EXCERPTED TEXT:
________________

Airport operator faces music for ‘lying’ about runway use
When authorities at Delhi’s IGI airport informed the Delhi High Court on May 27 last year about the imposition of a night curfew on runway number 29, residents of Vasant Kunj and its surrounding areas heaved a collective sigh of relief.delhi Updated: Jan 20, 2010 23:42 IST
When authorities at Delhi’s IGI airport informed the Delhi High Court on May 27 last year about the imposition of a night curfew on runway number 29, residents of Vasant Kunj and its surrounding areas heaved a collective sigh of relief.
The residents had filed a PIL claiming they suffered round the clock due to the roaring sound of aircraft flying low over their area, while approaching landing. But nothing happened for eight months even while the complaints continued.
Next the multi-speciality Indian Spinal Injuries Hospital at Vasant Kunj filed a fresh PIL in December.
A bench headed by Chief Justice A.P. Shah was not in the mood to take the firm denials from Delhi International Airport Limited’s lawyer Rajiv Nayar and insisted on hearing the version of the Director General of Civil Aviation (DGCA).

________________

RECORDED INFORMATION:
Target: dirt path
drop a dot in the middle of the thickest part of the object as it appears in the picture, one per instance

________________

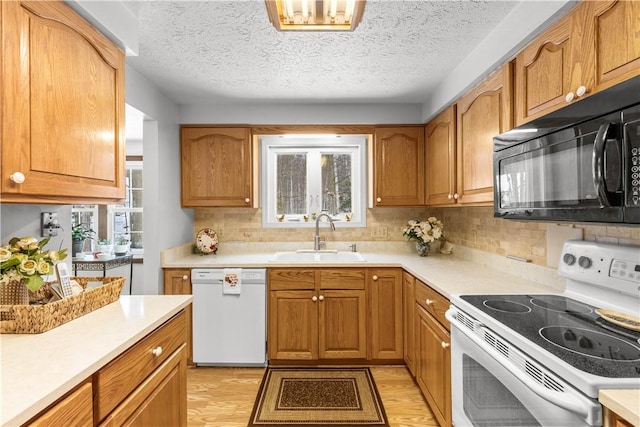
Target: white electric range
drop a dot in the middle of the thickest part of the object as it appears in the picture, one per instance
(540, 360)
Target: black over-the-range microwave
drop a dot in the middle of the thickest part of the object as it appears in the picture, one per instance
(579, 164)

________________

APPLY WHAT YOU READ:
- 1) Using the article on runway use at Delhi's IGI airport, say whether each statement agrees with it: (a) The residents' PIL claimed that aircraft noise troubled them only at night. (b) The Indian Spinal Injuries Hospital filed a fresh PIL in December. (c) The bench hearing the matter was headed by Chief Justice A.P. Shah. For each, answer yes or no and quote the deciding words.
- 2) Pick up the article on runway use at Delhi's IGI airport after its final sentence and write its continuation.

ANSWERS IN ORDER:
- 1)
(a) No: "they suffered round the clock due to the roaring sound of aircraft flying low over their area"
(b) Yes: "the multi-speciality Indian Spinal Injuries Hospital at Vasant Kunj filed a fresh PIL in December"
(c) Yes: "A bench headed by Chief Justice A.P. Shah"

- 2)
Justice Shah said: “If runway 29 is still being used during the night, it is a clear case of contempt. It means you had made a false representation before the court earlier.”
“You say by the reverse way, it is runway number 11. Whatever it is, it is the same runway. You will not touch this runway. We want a clarification in this regard,” the bench said, asking the DGCA to file an affidavit on February 3.
Residents and the hospital authorities claimed the sound from aircrafts continues to be in excess of the permissible limits fixed for residential areas and silent zones even during the night. It is a violation of the Noise Pollution (Regualtion and Control) Rules, 2000.
They contended the same runway continued to be used even during the night. But the airport authorities had claimed that they were using runway 11 at night and not 29.
Accusing the airport authorities of completely violating noise norms, the court said, “You (should) look at other countries. If there is noise pollution, their government takes care of it.”
“Here the affected had to come to the court and even after the litigation is over a year old, you have not done anything.”
DIAL’s lawyer told the court that sound barriers would be erected along the runways within the next six months.